文書本文:
みすず書房

ジャック・ペパン『エイズの起源』

山本太郎訳

2013.07.11

「物語の始まりは1921年頃。場所はカメルーンのサナガ川と、ベルギー領コンゴのコンゴ川流域のあいだ。登場するのはチンパンジー、狩りの獲物を売る業者、「自由女性」と呼ばれる売春婦、注射器、血漿の売人、邪悪な植民地行政官、善意に満ちた医師――そしてウイルス。ほとんどありえないことだったが、それは中部アフリカのジャングルに生息する一匹の類人猿から、帰郷しようとする1人のハイチ人に乗って海を渡り、誰に気づかれることもなく、やがてカリフォルニアのゲイバーに集う男たちにたどりついた――ウイルスの最初の旅が始まって60年後のことだった」。
(『ニューヨーク・タイムズ』紙の本書紹介記事より)

課題 A:
『エイズの起源』の紹介文から、「ジャック・ペパン『エイズの起源』」を含む箇所から書き始め、「(『ニューヨーク・タイムズ』紙の本書紹介記事より)」で終わる部分を引用しなさい。
課題 B:
『エイズの起源』の紹介文を読んで、次の問いに答えなさい。
(i) 物語の始まりはいつ頃とされているか。
(ii) 本書の訳者は誰か。
(iii) ウイルスは最終的に、どこに集う男たちにたどりついたか。
課題 C:
『エイズの起源』の紹介文の続きを書きなさい。

提示資料:

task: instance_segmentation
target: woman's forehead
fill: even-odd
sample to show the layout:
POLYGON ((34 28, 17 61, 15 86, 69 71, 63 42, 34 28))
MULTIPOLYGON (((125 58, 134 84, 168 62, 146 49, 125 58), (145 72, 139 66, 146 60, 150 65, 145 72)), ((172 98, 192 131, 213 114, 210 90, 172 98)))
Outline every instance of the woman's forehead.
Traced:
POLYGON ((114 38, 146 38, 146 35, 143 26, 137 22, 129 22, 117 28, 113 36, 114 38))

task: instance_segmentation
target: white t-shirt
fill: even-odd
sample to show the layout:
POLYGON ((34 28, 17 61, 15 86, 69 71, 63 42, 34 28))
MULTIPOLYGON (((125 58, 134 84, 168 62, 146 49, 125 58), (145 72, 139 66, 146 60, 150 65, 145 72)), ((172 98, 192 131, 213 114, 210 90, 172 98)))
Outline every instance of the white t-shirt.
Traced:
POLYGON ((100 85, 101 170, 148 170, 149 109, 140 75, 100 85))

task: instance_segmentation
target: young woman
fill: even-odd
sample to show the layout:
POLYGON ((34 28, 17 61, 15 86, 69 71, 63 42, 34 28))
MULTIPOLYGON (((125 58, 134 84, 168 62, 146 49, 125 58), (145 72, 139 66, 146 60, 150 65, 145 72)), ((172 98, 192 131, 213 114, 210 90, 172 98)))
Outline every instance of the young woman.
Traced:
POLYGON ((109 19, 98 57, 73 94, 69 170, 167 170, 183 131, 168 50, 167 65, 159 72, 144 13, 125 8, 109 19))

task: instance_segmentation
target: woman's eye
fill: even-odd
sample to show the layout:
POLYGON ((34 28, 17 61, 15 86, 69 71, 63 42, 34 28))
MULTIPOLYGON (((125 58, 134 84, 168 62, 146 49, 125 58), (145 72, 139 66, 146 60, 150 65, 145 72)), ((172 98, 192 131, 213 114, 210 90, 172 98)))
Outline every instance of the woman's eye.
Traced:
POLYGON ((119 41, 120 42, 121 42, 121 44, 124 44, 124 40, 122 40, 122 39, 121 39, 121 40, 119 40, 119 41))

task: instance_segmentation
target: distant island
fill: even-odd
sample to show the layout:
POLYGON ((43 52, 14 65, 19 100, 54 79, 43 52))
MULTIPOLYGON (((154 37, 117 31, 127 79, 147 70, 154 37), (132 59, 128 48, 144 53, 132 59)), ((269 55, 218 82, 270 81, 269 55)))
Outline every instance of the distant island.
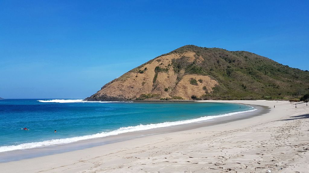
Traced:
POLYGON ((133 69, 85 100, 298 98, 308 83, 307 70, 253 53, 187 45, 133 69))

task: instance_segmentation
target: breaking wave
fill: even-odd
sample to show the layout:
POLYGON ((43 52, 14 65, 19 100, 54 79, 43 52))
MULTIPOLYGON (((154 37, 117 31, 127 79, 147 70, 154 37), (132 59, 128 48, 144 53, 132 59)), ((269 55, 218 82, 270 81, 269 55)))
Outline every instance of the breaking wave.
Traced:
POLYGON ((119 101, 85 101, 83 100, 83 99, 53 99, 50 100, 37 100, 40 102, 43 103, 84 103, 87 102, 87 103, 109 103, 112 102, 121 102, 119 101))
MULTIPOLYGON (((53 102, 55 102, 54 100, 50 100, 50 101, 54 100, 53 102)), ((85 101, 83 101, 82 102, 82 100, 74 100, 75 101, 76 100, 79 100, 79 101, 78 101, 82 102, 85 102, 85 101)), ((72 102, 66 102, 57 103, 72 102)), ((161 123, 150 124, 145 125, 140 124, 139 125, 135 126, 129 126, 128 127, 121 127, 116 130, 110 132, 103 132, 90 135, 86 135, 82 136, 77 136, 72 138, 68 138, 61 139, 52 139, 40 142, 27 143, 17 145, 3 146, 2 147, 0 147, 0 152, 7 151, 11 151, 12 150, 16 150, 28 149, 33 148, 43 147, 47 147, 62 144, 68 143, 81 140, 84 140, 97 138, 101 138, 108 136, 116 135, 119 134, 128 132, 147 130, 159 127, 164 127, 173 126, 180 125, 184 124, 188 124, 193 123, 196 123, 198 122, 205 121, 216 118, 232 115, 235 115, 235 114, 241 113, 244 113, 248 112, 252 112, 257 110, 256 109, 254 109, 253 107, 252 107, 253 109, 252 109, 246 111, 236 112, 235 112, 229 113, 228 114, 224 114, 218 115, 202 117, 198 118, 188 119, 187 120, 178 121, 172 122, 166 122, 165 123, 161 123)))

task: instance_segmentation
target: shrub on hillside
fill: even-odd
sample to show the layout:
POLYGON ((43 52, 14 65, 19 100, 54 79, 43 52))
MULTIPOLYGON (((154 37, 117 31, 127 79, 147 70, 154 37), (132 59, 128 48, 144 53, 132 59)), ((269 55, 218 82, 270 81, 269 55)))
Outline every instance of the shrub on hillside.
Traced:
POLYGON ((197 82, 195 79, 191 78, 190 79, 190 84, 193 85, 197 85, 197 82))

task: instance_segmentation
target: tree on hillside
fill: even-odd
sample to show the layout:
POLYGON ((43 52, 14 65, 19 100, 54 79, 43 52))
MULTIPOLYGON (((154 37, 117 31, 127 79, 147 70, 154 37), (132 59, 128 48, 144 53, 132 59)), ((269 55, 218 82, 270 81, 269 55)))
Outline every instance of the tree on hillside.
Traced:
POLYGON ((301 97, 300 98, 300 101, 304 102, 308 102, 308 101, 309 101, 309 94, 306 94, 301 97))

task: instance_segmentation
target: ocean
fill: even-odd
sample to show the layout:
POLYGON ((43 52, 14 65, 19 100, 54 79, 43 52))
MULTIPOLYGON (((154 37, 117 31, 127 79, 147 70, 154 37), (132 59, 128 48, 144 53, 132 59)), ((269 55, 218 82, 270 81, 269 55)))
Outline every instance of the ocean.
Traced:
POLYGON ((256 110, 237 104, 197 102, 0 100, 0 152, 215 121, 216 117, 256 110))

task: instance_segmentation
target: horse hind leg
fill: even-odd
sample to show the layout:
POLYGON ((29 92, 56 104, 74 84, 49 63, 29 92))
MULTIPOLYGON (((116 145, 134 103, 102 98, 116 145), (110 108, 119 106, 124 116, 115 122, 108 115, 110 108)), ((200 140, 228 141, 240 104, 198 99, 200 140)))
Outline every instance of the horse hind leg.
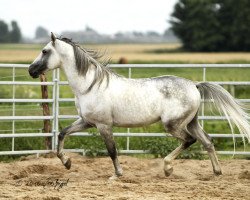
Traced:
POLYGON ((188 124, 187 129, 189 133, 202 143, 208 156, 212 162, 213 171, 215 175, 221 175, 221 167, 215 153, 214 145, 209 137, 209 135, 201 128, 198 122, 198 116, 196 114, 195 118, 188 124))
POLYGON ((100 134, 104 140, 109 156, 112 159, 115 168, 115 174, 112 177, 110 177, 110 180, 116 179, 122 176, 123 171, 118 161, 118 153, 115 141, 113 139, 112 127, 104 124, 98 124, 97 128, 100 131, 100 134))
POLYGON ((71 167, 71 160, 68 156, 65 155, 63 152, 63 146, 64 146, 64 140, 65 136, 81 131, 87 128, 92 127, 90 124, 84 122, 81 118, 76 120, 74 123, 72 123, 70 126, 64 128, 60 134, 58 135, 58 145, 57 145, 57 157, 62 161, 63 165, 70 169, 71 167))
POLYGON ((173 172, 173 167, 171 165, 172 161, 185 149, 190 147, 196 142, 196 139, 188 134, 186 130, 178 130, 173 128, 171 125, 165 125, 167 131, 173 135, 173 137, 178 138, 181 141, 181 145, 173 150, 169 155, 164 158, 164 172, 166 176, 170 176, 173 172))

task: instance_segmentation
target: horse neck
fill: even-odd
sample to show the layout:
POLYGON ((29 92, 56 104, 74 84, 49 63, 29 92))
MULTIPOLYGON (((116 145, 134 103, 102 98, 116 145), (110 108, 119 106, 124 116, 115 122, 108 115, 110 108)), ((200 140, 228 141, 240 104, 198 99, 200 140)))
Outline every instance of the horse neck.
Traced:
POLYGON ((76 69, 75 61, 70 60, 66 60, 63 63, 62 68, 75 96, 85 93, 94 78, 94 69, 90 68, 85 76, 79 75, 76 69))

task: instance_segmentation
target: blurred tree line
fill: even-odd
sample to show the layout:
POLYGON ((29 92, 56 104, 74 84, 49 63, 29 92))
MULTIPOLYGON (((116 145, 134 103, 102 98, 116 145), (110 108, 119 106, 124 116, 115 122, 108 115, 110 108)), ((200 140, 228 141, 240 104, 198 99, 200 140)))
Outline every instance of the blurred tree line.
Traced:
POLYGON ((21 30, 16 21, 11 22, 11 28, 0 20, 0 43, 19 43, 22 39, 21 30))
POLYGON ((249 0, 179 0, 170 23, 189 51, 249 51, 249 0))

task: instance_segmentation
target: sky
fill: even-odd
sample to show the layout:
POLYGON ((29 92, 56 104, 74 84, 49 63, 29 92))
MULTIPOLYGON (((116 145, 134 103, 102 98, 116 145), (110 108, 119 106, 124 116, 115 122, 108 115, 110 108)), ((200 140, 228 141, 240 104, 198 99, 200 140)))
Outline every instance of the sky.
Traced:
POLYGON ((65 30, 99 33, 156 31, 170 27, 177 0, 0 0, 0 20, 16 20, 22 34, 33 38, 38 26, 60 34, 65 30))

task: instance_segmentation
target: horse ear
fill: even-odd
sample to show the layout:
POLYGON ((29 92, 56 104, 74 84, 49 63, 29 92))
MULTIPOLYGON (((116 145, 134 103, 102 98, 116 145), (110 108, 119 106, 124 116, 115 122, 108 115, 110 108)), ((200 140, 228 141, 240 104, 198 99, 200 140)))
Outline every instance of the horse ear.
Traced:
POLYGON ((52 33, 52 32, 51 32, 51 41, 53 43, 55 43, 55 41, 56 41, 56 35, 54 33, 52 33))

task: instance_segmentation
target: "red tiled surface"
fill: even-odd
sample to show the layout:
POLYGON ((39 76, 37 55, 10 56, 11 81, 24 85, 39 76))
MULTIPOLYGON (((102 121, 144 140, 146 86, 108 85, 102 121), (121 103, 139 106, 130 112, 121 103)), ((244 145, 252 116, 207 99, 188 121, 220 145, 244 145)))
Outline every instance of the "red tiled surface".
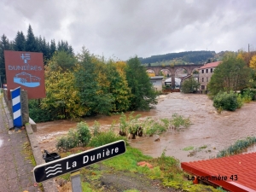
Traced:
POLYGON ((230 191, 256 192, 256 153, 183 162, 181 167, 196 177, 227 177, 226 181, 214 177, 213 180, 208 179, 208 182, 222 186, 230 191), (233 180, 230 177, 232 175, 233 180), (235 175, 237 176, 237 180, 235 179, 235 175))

==

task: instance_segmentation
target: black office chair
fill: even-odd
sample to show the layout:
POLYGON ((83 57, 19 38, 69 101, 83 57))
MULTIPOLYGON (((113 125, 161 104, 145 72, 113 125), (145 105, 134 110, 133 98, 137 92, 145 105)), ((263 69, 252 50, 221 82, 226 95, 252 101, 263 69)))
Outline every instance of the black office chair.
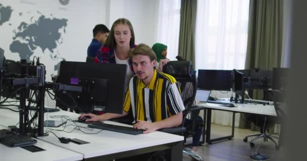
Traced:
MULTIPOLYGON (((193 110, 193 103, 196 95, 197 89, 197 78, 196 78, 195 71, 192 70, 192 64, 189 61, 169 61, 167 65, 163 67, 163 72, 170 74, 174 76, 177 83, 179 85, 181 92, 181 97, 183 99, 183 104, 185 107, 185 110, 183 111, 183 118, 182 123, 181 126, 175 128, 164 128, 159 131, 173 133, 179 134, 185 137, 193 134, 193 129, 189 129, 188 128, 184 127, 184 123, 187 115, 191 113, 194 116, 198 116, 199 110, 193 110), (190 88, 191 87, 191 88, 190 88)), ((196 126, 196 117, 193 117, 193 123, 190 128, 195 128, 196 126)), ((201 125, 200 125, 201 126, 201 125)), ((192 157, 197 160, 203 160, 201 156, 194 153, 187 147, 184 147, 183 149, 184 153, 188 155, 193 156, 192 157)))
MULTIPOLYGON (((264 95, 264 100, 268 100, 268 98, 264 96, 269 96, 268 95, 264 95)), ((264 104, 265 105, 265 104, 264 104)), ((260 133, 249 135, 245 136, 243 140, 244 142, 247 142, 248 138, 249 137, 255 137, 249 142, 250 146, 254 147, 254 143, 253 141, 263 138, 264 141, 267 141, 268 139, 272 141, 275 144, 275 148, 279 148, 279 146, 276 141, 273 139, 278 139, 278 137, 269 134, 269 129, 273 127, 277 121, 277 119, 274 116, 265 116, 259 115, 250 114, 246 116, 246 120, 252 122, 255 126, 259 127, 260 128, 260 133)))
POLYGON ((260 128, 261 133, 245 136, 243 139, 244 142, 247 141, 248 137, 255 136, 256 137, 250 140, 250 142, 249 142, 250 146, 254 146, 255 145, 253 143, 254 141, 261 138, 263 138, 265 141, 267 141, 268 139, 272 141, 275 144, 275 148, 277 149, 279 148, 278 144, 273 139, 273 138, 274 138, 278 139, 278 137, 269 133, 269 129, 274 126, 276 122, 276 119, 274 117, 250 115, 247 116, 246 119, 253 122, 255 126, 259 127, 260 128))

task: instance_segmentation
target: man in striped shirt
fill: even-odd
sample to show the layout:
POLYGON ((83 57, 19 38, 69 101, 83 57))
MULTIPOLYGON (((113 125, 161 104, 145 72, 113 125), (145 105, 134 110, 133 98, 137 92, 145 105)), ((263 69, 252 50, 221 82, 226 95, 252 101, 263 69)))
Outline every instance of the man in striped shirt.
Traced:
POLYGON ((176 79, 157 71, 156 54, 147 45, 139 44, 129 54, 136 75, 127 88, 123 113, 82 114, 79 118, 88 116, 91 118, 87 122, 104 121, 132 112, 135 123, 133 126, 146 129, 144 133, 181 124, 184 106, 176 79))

解答 A:
ジャック・ペパン『エイズの起源』

山本太郎訳

2013.07.11

「物語の始まりは1921年頃。場所はカメルーンのサナガ川と、ベルギー領コンゴのコンゴ川流域のあいだ。登場するのはチンパンジー、狩りの獲物を売る業者、「自由女性」と呼ばれる売春婦、注射器、血漿の売人、邪悪な植民地行政官、善意に満ちた医師――そしてウイルス。ほとんどありえないことだったが、それは中部アフリカのジャングルに生息する一匹の類人猿から、帰郷しようとする1人のハイチ人に乗って海を渡り、誰に気づかれることもなく、やがてカリフォルニアのゲイバーに集う男たちにたどりついた――ウイルスの最初の旅が始まって60年後のことだった」。
(『ニューヨーク・タイムズ』紙の本書紹介記事より)

解答 B:
(i) 1921年頃
(ii) 山本太郎
(iii) カリフォルニアのゲイバー

解答 C:
これはいったい本当のことなのか? そう思われるかもしれない。HIVの起源がチンパンジーにあることや、チンパンジーからヒトへの感染が起きた場所がカメルーンであることなどはすでに知られてきた。しかし、たとえばなぜ「1人のハイチ人」と言えるのだろうか、と。もちろん目撃証人がいるわけではない。ウイルスの分類と分布にごく簡単な確率の計算を加えることによって導き出された合理的な結論だ。もし「1人」ではなかったとしても、せいぜい2人とか3人になるだけで、汎世界的流行は、このウイルスを始点に北米に感染が拡大したことで火が付いた。ヒト社会におけるウイルスの驚くべき振る舞いが垣間みえる一瞬である。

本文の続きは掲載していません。